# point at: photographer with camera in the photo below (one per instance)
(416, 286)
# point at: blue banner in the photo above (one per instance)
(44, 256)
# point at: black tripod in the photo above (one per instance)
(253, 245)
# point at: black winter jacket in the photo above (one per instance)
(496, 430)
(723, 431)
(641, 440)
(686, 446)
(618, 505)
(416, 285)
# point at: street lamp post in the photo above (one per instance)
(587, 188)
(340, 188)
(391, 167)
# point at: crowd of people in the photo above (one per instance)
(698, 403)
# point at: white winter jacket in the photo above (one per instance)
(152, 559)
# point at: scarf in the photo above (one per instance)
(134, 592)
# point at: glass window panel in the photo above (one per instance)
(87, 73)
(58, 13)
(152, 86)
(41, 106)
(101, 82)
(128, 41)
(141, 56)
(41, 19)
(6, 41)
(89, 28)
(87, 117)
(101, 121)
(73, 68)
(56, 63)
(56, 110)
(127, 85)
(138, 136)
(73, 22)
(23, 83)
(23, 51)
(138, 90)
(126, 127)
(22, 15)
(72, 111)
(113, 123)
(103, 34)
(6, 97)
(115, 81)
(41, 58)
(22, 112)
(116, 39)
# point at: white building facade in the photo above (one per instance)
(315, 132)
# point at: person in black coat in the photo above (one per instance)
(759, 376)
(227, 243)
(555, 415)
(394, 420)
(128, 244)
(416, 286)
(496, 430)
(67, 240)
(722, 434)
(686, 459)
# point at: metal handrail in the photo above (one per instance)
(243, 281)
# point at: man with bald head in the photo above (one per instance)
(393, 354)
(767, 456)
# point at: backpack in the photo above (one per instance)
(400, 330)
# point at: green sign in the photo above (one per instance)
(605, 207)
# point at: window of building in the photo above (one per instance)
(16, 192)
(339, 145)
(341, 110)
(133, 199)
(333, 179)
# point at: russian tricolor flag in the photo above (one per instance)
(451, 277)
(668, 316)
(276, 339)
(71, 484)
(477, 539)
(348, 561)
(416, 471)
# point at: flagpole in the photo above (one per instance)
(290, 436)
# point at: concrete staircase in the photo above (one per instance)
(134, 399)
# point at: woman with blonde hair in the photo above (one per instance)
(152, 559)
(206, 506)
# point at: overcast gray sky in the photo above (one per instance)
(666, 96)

========================

WHAT TO WORK ON: Give all of the entries again, exactly.

FINISHED EXERCISE:
# point at: photographer with camera in the photo below (one per instance)
(416, 286)
# point at: blue banner in the photo above (one per instance)
(44, 256)
# point at: black tripod in the photo above (one per instance)
(253, 245)
# point at: black winter jacket in the photo above (one per instance)
(496, 430)
(723, 431)
(641, 440)
(686, 446)
(618, 505)
(416, 285)
# point at: street lamp post in the photo above (one per instance)
(587, 188)
(340, 188)
(391, 167)
# point at: crowd of people in the photo above (one per instance)
(698, 403)
# point at: white winter jacket in the photo above (one per instance)
(152, 559)
# point at: scarf in the photo above (one per instance)
(134, 592)
# point at: glass window panel in the photo above (one per instance)
(87, 73)
(58, 13)
(152, 86)
(41, 106)
(101, 82)
(128, 41)
(141, 56)
(41, 19)
(6, 41)
(89, 28)
(87, 117)
(101, 121)
(73, 68)
(56, 63)
(56, 110)
(127, 85)
(138, 136)
(73, 22)
(23, 83)
(23, 51)
(138, 90)
(126, 127)
(22, 15)
(72, 111)
(113, 123)
(103, 34)
(6, 97)
(115, 81)
(41, 58)
(22, 112)
(116, 39)
# point at: white building facade in the photo above (one per instance)
(315, 132)
# point at: person in black coat in the photo above (one per instance)
(759, 376)
(227, 243)
(555, 415)
(394, 420)
(128, 244)
(416, 286)
(496, 430)
(67, 240)
(722, 434)
(686, 459)
# point at: metal handrail in the photo above (one per instance)
(243, 281)
# point at: man with bald head in the photo above (one per instance)
(393, 354)
(767, 456)
# point at: backpack in the photo above (one per instance)
(400, 330)
# point at: green sign in the photo above (one per instance)
(605, 207)
# point at: window of building in the photo above (one per instance)
(16, 192)
(339, 145)
(341, 110)
(133, 199)
(333, 179)
# point at: russian tricolor flag in the photo above (one per instance)
(451, 277)
(668, 316)
(276, 339)
(71, 484)
(477, 539)
(348, 561)
(416, 471)
# point at: flagpole in the photo above (one per instance)
(290, 436)
# point at: concrete staircase in the photo above (one per instance)
(134, 399)
# point at: woman with blonde hair in the photo above (one per instance)
(152, 559)
(206, 506)
# point at: overcast gray sky in the photo above (one per instance)
(666, 96)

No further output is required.